▸ ENTRIES PROVIDED
/---
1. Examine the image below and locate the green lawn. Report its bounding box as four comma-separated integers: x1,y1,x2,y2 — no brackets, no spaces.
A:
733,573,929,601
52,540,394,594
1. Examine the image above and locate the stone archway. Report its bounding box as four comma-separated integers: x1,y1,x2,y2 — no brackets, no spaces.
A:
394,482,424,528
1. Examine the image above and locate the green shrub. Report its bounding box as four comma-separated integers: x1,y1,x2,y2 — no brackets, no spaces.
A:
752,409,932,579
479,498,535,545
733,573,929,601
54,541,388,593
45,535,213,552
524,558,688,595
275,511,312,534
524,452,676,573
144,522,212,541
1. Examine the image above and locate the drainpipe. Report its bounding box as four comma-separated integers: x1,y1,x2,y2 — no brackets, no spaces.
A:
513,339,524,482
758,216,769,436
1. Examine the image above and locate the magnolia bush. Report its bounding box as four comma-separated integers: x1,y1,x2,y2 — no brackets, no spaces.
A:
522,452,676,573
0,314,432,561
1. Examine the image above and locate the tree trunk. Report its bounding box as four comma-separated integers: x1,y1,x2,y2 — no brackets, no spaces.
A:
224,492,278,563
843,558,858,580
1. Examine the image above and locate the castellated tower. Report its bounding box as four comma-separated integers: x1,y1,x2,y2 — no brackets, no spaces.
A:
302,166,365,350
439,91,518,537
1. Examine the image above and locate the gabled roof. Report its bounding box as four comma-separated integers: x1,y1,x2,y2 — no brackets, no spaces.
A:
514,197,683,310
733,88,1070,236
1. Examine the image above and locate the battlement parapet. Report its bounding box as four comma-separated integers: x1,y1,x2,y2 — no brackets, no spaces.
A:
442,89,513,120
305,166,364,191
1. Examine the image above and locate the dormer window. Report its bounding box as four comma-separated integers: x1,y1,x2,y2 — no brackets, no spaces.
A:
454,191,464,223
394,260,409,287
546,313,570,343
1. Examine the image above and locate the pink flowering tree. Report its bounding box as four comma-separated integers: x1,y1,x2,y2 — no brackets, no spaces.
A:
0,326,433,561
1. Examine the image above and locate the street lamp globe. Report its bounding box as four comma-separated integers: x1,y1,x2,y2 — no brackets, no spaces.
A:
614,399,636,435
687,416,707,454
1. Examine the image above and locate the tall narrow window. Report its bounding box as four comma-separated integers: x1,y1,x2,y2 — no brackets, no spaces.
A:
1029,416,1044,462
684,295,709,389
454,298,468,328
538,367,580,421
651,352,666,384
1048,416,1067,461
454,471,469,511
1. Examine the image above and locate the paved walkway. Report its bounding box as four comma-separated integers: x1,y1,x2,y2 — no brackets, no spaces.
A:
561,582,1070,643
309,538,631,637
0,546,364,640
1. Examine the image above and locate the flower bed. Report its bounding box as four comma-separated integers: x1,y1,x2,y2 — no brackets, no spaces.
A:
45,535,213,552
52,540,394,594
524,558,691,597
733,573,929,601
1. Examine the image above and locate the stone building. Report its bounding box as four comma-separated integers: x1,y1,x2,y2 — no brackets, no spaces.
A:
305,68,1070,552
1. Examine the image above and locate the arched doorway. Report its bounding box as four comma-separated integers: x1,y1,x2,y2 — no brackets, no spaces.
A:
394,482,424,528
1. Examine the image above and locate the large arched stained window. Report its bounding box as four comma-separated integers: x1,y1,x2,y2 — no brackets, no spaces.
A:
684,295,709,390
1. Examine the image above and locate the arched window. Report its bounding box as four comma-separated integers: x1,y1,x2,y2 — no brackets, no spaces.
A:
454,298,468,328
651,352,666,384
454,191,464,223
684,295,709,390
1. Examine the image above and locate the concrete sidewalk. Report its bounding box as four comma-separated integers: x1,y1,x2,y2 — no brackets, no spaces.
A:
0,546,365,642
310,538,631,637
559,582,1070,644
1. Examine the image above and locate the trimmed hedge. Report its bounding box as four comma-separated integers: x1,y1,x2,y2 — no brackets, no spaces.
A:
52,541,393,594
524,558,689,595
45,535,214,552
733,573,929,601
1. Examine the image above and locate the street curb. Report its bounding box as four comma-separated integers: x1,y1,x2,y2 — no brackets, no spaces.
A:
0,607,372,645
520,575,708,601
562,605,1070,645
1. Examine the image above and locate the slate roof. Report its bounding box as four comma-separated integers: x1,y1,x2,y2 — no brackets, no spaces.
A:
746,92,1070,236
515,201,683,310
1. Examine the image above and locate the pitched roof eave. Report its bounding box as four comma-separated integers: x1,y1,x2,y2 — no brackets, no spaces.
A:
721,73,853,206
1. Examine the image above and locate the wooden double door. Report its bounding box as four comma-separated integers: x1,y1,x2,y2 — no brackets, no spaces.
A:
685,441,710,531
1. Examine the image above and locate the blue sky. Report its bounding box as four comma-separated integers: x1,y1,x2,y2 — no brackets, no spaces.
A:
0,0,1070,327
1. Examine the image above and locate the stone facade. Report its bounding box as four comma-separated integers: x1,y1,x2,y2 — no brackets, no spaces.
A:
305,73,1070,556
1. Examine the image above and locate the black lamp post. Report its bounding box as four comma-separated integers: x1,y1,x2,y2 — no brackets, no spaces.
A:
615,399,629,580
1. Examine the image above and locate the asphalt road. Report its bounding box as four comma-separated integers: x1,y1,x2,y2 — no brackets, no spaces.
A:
\---
▸ EXERCISE GOAL
Please copy the records above line for line, with no changes.

▸ TASK RESULT
1. Examine the image below and locate the green lawn. Report its bounding box as four comma-separated integers: x1,y1,x2,y2 — no brackets, no spaces.
A:
733,573,929,601
52,540,394,594
1. Examine the image above and locate the stone archway. Report its bounding box as four comma-separated integers: x1,y1,x2,y2 — no brackets, no spaces.
A:
394,482,424,528
1. Examine the image above and locate the green shrub. Report its bounding box as four comma-separated integers: x1,y1,x2,y2 — no brackets, no spaces.
A:
752,409,932,579
479,498,535,545
733,573,929,601
54,541,388,593
45,535,213,552
524,558,688,595
275,511,312,534
524,452,676,573
144,522,212,541
1. Examine the image above and locate the drainpipe. Report its bounding box as four comma-separated integers: x1,y1,x2,y2 — no brackets, no spaces.
A:
513,339,524,482
758,216,769,436
1. Examine the image above and locate the magnolia bush. Report its bounding box as four comma-separated integers: x1,y1,x2,y2 — no brackets, no spaces.
A:
522,452,676,573
0,314,432,561
1. Examine the image above and locate the tree trunk. Report its bounding box as four comma-separated integers: x1,y1,x2,y2 — no brackets, no spaces.
A:
224,492,278,563
843,558,858,580
1. Examine the image above and locate the castellated tower. Report its bounding box as four comma-separated integers: x1,y1,x2,y2 — no brackets, no spaces.
A:
302,166,365,350
439,91,518,537
1. Examine the image above and locate the gabled roof. Report its bounding box as four comma-separated integers: x1,y1,x2,y2 — no brackets, no spaces.
A:
514,197,683,310
733,88,1070,236
1. Examine the image above and locate the battlement parapet. Report its bounding box as four comma-separated integers: x1,y1,x2,y2 — no brackets, no spaces.
A:
442,89,513,120
305,166,364,191
1. Examine the image above and locate the dormer window. Report its bounding box as four comma-separated integers: x1,y1,x2,y2 — no brackets, no spaces.
A:
454,191,464,223
394,260,409,287
546,313,570,343
1. Examine the image above and locate the pink flowering tree. Report its bounding box as four comma-separated integers: x1,y1,x2,y2 — no brackets, no spaces.
A:
0,326,433,561
1. Examine the image above and locate the street lamp globe. Report its bounding box as four comma-separated integers: x1,y1,x2,y2 — no brackets, no spaces.
A:
614,399,636,435
687,416,707,454
1. Examine the image above and locate the tall narrow window. Report its bounding box as four comma-separated integers: x1,y1,x2,y2 — no brackets, no spaces.
A:
1029,416,1044,462
684,295,709,389
454,298,468,328
538,367,580,421
651,352,666,384
1048,416,1067,461
454,471,469,511
1. Examine the image above and locate the paved walkway. Report its bounding box as four comma-separated integers: x1,y1,x2,y2 — no brackets, no spaces.
A:
561,582,1070,643
309,538,631,637
0,546,364,640
1. Examine the image above and locate the flower bed. Report its bounding box as four comma-separated integers: x1,y1,x2,y2 — no brackets, no spaces.
A:
45,535,213,552
52,540,394,594
524,558,691,597
733,573,929,601
1. Examine the image above and locate the stone building. Report its bounding box as four comma-separated integers: x1,y1,x2,y2 — no brackets, no spaces.
A:
305,68,1070,552
1. Examine the image above and locate the arched doorway. Report its bounding box as four comma-separated integers: x1,y1,x2,y2 — no brackets, no spaces.
A:
394,482,424,528
1. Examine the image above and locate the large arched stained window. Report its bounding box as four comma-separated integers: x1,y1,x2,y2 — no brackets, no spaces.
A:
684,295,709,390
1. Examine the image above and locate the arched window. Report its bounding box as four comma-separated integers: x1,y1,x2,y2 — no brackets, no spaces.
A:
454,298,468,328
651,352,666,384
454,191,464,223
684,295,709,390
1. Examine the image above and locate the concrete sidewalk. Report its bounding box as four comma-separated integers: x1,y1,x2,y2 — no brackets, no spaces.
A:
0,546,365,642
310,538,631,637
559,582,1070,644
1. Examine the image above and locate the trimmed hedge. Report its bounding box as four comma-separated integers: x1,y1,x2,y2 — no brackets, no spaces.
A:
52,541,393,594
524,558,689,595
45,535,214,552
733,573,929,601
1. Examine the image above and locate the street curb. Report its bounding box as four comma-separated integers: x1,y1,x2,y2 — no brackets, no spaces.
A:
0,607,372,645
520,575,708,601
562,605,1070,645
1. Examine the image above and locate the slate roof. Report its bounding box as four comma-separated integers: x1,y1,x2,y2 — no brackets, no spaces.
A:
746,92,1070,236
515,201,683,310
1. Examine the image above and locate the pitched roof eave. Report its bounding box as four comma-separated integers: x1,y1,x2,y2 — no brackets, no spaces.
A:
721,73,853,206
1. Examine the image above and locate the wooden double door. Report its bounding box as four comma-separated integers: x1,y1,x2,y2 — no brackets, no spaces.
A:
685,441,710,531
1. Examine the image above and locate the blue sky. Report its bounding box as four comma-separated integers: x1,y1,x2,y2 — no brackets, no spaces.
A:
0,0,1070,327
1. Examine the image above and locate the stone facade. Report its bounding box as four comma-separated integers: x1,y1,x2,y2 — no brackets, no spaces.
A:
305,73,1070,556
1. Examine the image above and locate the black lamp post. Report its bounding box as four comma-separated integers: x1,y1,x2,y2 — no brackets, no spaces.
A:
615,399,629,580
1. Examine the image above and locate the asphalt road. Report its bounding box as four comma-separated integers: x1,y1,x2,y2 — no brackets, no spaces.
A:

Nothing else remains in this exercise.